_Exercise objective_
Copy out each line in the material below that has the word "note".

_Source data_

----------------------------------------

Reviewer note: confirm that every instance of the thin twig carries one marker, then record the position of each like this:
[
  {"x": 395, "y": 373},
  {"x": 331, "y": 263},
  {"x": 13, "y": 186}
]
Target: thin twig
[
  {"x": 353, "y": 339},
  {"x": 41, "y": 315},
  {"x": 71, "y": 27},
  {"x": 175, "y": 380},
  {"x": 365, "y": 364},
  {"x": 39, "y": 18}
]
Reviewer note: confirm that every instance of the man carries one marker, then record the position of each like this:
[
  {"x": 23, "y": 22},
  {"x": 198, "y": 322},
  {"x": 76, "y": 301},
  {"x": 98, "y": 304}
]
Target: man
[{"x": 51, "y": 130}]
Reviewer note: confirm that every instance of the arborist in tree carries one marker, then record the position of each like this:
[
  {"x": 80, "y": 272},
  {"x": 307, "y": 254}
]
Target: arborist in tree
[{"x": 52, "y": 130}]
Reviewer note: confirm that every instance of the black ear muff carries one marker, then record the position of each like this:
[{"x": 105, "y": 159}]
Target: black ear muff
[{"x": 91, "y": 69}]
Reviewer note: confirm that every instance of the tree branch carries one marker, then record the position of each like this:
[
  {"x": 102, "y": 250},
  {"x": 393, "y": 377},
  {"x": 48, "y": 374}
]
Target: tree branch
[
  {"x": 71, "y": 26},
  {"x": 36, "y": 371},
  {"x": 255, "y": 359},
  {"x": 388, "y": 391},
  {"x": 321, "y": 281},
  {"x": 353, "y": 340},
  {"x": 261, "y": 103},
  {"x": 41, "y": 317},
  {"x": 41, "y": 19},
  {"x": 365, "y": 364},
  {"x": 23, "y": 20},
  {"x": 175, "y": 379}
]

----------------------------------------

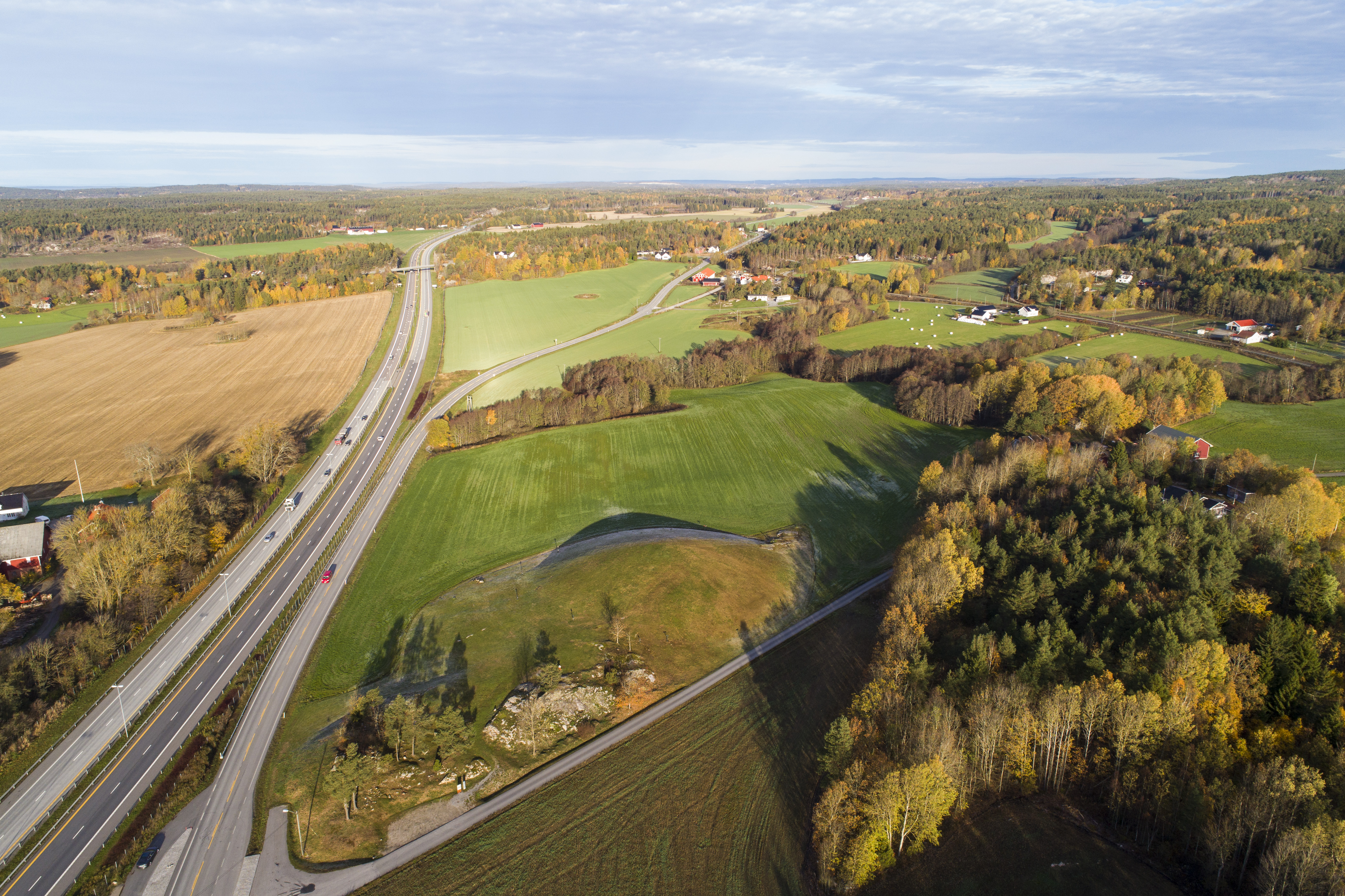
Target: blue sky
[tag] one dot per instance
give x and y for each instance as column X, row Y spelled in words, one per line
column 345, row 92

----------------------------------------

_Exercise solution_
Reviewer note: confirm that every instance of the thin twig carries one marker, then record the position of each like this:
Reviewer note: confirm that every instance of the man carries one marker, then record the position of each like this:
Reviewer note: confirm that every instance of the arborist in tree carries one marker, then record the position of each like this:
Reviewer note: confirm that every instance of the black ear muff carries one marker, then record the position of each like this:
Reviewer note: confirm that every instance of the tree branch carries one marker, then record the position of each like this:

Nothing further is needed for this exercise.